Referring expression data
━━━━━━━━━━━━━━━━━━━━━━━━━━━━━━

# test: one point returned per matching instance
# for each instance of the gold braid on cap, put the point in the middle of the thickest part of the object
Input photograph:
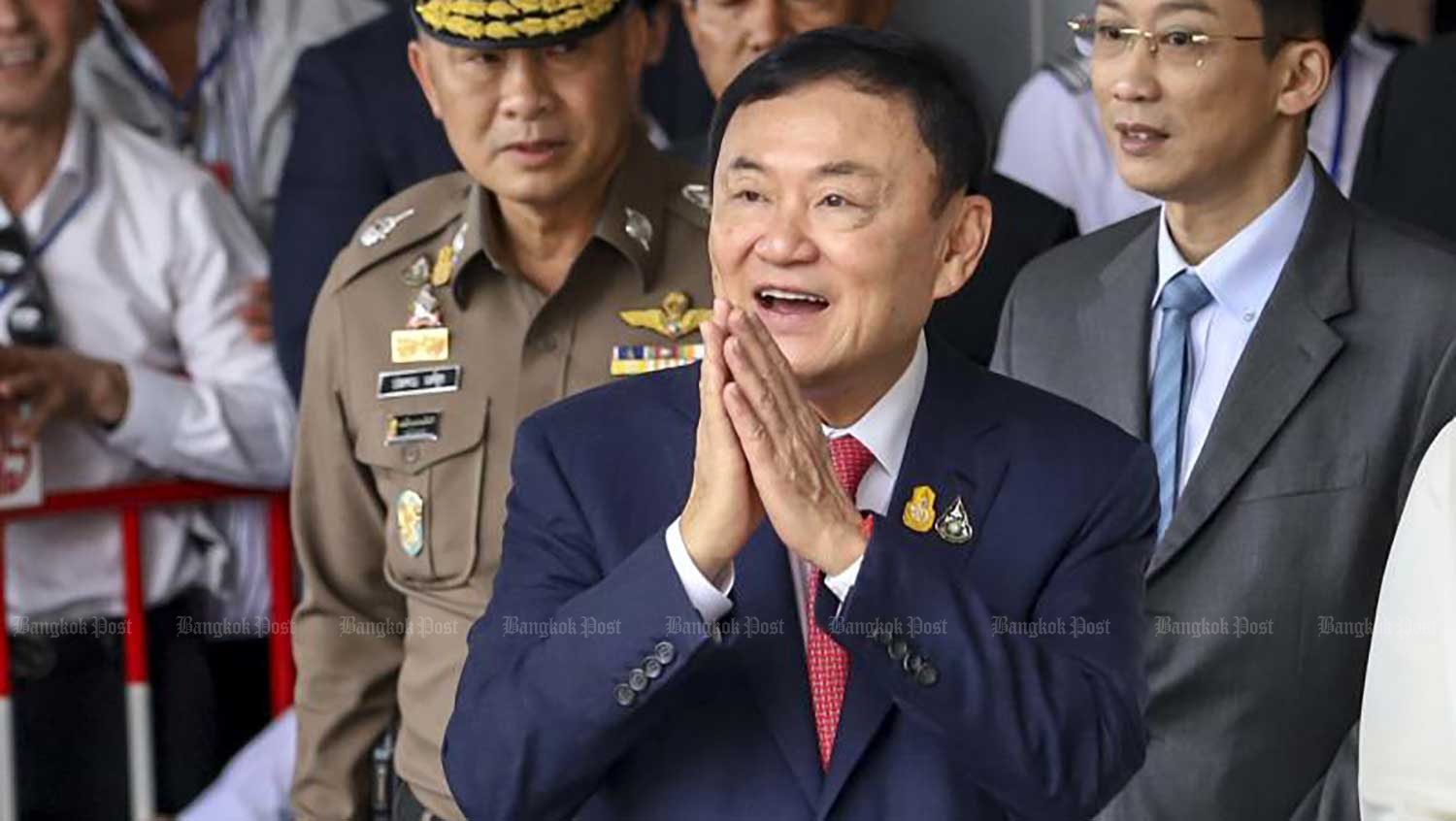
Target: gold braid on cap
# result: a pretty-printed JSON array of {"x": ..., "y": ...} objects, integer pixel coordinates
[{"x": 506, "y": 19}]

━━━━━━━━━━━━━━━━━━━━━━━━━━━━━━

◆ TASK TO CARRY OUT:
Look through the entries for lines containing the word "gold" and return each one.

◆ FINAL ANSWER:
# for each instance of the gold braid on cap, put the point in the middle of the thickest part of the object
Target: gold braid on cap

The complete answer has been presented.